**Aim of the task:** Without the pictures, output the records below word for word.

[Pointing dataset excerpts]
——

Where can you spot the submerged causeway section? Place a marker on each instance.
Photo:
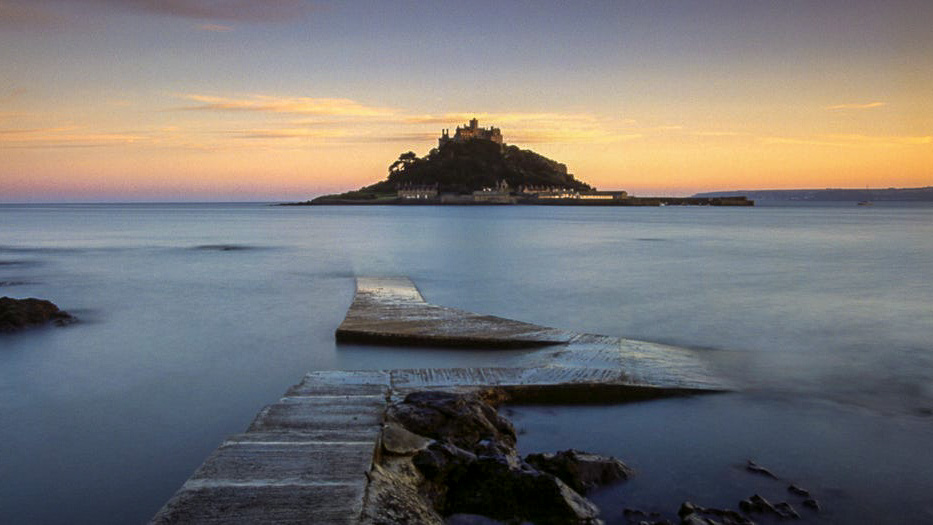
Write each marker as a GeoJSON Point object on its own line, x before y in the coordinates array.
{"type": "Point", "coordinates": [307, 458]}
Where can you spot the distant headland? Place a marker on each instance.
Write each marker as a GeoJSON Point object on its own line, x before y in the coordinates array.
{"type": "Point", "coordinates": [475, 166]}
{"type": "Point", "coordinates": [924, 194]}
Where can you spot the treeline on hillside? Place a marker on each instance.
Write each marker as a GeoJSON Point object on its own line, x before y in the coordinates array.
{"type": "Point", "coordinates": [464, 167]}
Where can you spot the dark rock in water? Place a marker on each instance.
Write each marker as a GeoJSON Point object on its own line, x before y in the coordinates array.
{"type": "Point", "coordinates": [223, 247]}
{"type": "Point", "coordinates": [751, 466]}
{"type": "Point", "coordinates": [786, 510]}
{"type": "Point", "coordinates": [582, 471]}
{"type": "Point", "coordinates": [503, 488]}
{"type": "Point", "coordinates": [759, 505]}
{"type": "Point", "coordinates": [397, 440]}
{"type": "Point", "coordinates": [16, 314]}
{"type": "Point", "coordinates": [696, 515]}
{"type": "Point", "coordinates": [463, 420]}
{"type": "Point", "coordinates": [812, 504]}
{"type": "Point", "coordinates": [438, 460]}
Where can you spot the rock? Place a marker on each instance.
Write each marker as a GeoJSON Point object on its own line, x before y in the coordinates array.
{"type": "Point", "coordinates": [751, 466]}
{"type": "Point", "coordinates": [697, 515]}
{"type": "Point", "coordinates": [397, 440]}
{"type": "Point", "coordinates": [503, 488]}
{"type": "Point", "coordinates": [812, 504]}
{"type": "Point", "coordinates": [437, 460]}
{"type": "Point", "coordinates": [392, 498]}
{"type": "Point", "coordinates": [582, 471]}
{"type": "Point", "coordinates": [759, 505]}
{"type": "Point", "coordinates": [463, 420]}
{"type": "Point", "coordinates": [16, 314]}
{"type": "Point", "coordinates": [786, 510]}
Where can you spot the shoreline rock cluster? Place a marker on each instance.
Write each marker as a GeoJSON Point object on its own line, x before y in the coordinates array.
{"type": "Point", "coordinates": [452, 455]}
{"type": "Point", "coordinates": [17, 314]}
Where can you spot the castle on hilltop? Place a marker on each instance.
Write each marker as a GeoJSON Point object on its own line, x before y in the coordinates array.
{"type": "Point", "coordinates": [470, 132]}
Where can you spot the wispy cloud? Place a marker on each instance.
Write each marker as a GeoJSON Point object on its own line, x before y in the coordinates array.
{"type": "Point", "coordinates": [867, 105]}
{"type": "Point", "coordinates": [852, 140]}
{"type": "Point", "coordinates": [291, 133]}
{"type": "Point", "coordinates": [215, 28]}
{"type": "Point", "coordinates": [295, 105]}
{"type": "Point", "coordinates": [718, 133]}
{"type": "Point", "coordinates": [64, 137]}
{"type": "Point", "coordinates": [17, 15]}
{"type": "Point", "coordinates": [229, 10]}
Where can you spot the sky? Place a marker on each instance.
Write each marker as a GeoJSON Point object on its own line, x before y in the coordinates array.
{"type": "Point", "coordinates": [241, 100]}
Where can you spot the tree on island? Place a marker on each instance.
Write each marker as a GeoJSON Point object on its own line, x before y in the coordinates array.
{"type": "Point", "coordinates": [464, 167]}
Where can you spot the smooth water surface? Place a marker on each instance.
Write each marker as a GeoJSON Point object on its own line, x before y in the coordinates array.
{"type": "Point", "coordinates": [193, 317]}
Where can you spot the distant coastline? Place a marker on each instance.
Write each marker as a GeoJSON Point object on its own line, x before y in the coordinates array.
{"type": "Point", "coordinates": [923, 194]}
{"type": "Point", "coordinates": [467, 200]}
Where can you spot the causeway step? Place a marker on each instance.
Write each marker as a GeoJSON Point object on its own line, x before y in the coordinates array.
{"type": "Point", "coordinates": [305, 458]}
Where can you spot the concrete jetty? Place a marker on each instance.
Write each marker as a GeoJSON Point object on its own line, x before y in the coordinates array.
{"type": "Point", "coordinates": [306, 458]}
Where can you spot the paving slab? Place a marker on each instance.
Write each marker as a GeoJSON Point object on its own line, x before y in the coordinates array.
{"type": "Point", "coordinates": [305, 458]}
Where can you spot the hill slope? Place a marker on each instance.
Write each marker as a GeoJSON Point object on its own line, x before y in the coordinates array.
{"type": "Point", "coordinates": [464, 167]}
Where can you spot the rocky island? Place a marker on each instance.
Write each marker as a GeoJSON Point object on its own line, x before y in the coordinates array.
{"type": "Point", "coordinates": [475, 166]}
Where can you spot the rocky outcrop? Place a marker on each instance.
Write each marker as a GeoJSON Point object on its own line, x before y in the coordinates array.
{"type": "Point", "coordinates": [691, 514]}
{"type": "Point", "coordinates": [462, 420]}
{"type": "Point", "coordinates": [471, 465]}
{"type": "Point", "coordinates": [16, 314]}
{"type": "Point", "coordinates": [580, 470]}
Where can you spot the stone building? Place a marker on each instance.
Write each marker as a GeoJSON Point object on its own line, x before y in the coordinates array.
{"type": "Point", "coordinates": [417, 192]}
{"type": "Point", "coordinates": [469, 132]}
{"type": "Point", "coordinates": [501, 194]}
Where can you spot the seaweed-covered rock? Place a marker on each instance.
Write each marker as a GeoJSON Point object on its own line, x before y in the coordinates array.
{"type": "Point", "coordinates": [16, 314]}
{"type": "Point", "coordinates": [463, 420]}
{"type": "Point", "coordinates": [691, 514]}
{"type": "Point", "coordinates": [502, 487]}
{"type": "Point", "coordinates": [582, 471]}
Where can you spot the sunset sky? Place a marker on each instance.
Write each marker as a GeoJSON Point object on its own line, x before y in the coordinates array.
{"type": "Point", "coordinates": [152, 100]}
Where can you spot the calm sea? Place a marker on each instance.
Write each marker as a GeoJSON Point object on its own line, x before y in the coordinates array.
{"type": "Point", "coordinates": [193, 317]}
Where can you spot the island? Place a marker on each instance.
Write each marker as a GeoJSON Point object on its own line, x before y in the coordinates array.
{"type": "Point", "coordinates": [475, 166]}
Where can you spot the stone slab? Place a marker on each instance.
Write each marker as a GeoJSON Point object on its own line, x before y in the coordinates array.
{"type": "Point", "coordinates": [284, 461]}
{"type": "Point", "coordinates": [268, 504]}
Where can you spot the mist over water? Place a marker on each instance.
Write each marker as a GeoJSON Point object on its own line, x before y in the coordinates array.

——

**Solution for this exercise:**
Where can you spot the submerged causeway section? Place a marker on each instance.
Photo:
Write each marker as a GeoJSON Point object on its own line, x before y in the coordinates array.
{"type": "Point", "coordinates": [307, 458]}
Where can you spot the distant headland? Place a marker on each instance.
Write each marker as a GeoJSON Point object on its own line, x before y in the coordinates array.
{"type": "Point", "coordinates": [475, 166]}
{"type": "Point", "coordinates": [924, 194]}
Where can you spot the treeline on hillside? Place a marker on each instance.
Write each marker as a GeoJSON Point object on its own line, x before y in the coordinates array.
{"type": "Point", "coordinates": [464, 167]}
Where can you spot the dark rock in water? Place a marker on each instance.
Write each marker as a GeoJSON Point object on its own line, x before y in the coordinates array.
{"type": "Point", "coordinates": [223, 247]}
{"type": "Point", "coordinates": [751, 466]}
{"type": "Point", "coordinates": [786, 510]}
{"type": "Point", "coordinates": [582, 471]}
{"type": "Point", "coordinates": [503, 488]}
{"type": "Point", "coordinates": [759, 505]}
{"type": "Point", "coordinates": [397, 440]}
{"type": "Point", "coordinates": [16, 314]}
{"type": "Point", "coordinates": [696, 515]}
{"type": "Point", "coordinates": [463, 420]}
{"type": "Point", "coordinates": [812, 504]}
{"type": "Point", "coordinates": [438, 460]}
Where can you spot the rock? Place a marker on each instance.
Write each marker as a GeoJSON Point object on its own line, x before y in the coordinates array.
{"type": "Point", "coordinates": [751, 466]}
{"type": "Point", "coordinates": [697, 515]}
{"type": "Point", "coordinates": [397, 440]}
{"type": "Point", "coordinates": [503, 488]}
{"type": "Point", "coordinates": [812, 504]}
{"type": "Point", "coordinates": [437, 460]}
{"type": "Point", "coordinates": [392, 498]}
{"type": "Point", "coordinates": [582, 471]}
{"type": "Point", "coordinates": [759, 505]}
{"type": "Point", "coordinates": [463, 420]}
{"type": "Point", "coordinates": [16, 314]}
{"type": "Point", "coordinates": [786, 510]}
Where can you spot the shoreline rock cluster? Place a marker on each instance.
Write each marker as a GeoJSON Point object on its own line, x before y in the coordinates array.
{"type": "Point", "coordinates": [452, 455]}
{"type": "Point", "coordinates": [17, 314]}
Where can you spot the castle on hilltop? Place a marker on each instance.
Write each marker as a GeoJSON Point object on its own line, x before y in the coordinates array.
{"type": "Point", "coordinates": [470, 132]}
Where can you spot the wispy cloud? Place a marker on each instance.
Write each marker as a GeoJSON Point object on its own line, x before y in the coordinates array.
{"type": "Point", "coordinates": [867, 105]}
{"type": "Point", "coordinates": [852, 140]}
{"type": "Point", "coordinates": [291, 133]}
{"type": "Point", "coordinates": [215, 28]}
{"type": "Point", "coordinates": [295, 105]}
{"type": "Point", "coordinates": [718, 133]}
{"type": "Point", "coordinates": [64, 137]}
{"type": "Point", "coordinates": [17, 15]}
{"type": "Point", "coordinates": [229, 10]}
Where can you spot the sky? Place a marker on each instance.
Write each marker as a GeoJSON Point object on its own line, x before y in the coordinates array.
{"type": "Point", "coordinates": [241, 100]}
Where can you spot the tree on island? Place a marker on each instance.
Write each marker as a GeoJSON Point object on its own line, x before y in the coordinates array.
{"type": "Point", "coordinates": [464, 167]}
Where can you spot the smooth water surface? Place a marker on each instance.
Write each marker as a GeoJSON Point object on its own line, x before y in the coordinates array.
{"type": "Point", "coordinates": [193, 317]}
Where can you spot the distant coastline? Place a marker on each instance.
Write each marker as a GeoJSON Point object on its own line, x before y in the coordinates array.
{"type": "Point", "coordinates": [923, 194]}
{"type": "Point", "coordinates": [467, 200]}
Where can you spot the causeway step? Place a marker on each instance.
Write each marker as a GeoJSON Point object on its own line, x before y in the coordinates array.
{"type": "Point", "coordinates": [305, 458]}
Where can you spot the concrete jetty? Place a marker on each instance.
Write each marker as a GeoJSON Point object on its own line, x before y in the coordinates array.
{"type": "Point", "coordinates": [306, 458]}
Where can you spot the paving slab? Place a marker on each instance.
Write each marker as a GeoJSON Point object on its own line, x before y in the coordinates array.
{"type": "Point", "coordinates": [305, 458]}
Where can you spot the hill slope? Place a marker on each instance.
Write each marker as a GeoJSON Point object on its own line, x before y in the coordinates array.
{"type": "Point", "coordinates": [464, 167]}
Where can you spot the rocky island? Place a marker on each instance.
Write each marker as a GeoJSON Point object on its own line, x before y in the coordinates array.
{"type": "Point", "coordinates": [475, 166]}
Where can you spot the rocky outcrop? Place a marker on each instance.
Write each marker as a GeoJSON Point object on its own line, x before y in the coordinates array.
{"type": "Point", "coordinates": [691, 514]}
{"type": "Point", "coordinates": [462, 420]}
{"type": "Point", "coordinates": [471, 465]}
{"type": "Point", "coordinates": [16, 314]}
{"type": "Point", "coordinates": [580, 470]}
Where can you spot the stone building? Place a marker on each instance.
Write each marker as a GeoJSON Point object on its own line, x before y in the coordinates array.
{"type": "Point", "coordinates": [417, 192]}
{"type": "Point", "coordinates": [469, 132]}
{"type": "Point", "coordinates": [501, 194]}
Where can you spot the seaweed-covered rock? Place a marker on each instance.
Write each marker as a GeoJSON Point object on its own line, x before y in the coordinates array.
{"type": "Point", "coordinates": [16, 314]}
{"type": "Point", "coordinates": [463, 420]}
{"type": "Point", "coordinates": [691, 514]}
{"type": "Point", "coordinates": [502, 487]}
{"type": "Point", "coordinates": [582, 471]}
Where can you spot the sunset sky? Place a marker on each instance.
Write each marker as a GeoJSON Point object on its own line, x before y in the coordinates array.
{"type": "Point", "coordinates": [152, 100]}
Where can you spot the calm sea? Place a marker on each instance.
Write each marker as a GeoJSON Point object on its own line, x before y in the coordinates array.
{"type": "Point", "coordinates": [193, 317]}
Where can you spot the island? Place a marker on each instance.
Write each marker as a GeoJSON Point object on its own line, x before y in the coordinates array.
{"type": "Point", "coordinates": [475, 166]}
Where can you spot the stone slab? Place a marker on each instance.
Write each marker as a GeoJSON Point object on its own line, x before y in the coordinates array.
{"type": "Point", "coordinates": [284, 461]}
{"type": "Point", "coordinates": [268, 504]}
Where can you spot the mist over water? Place a marker on each instance.
Write each marker as a GeoJSON Point object on its own line, x before y in the coordinates array.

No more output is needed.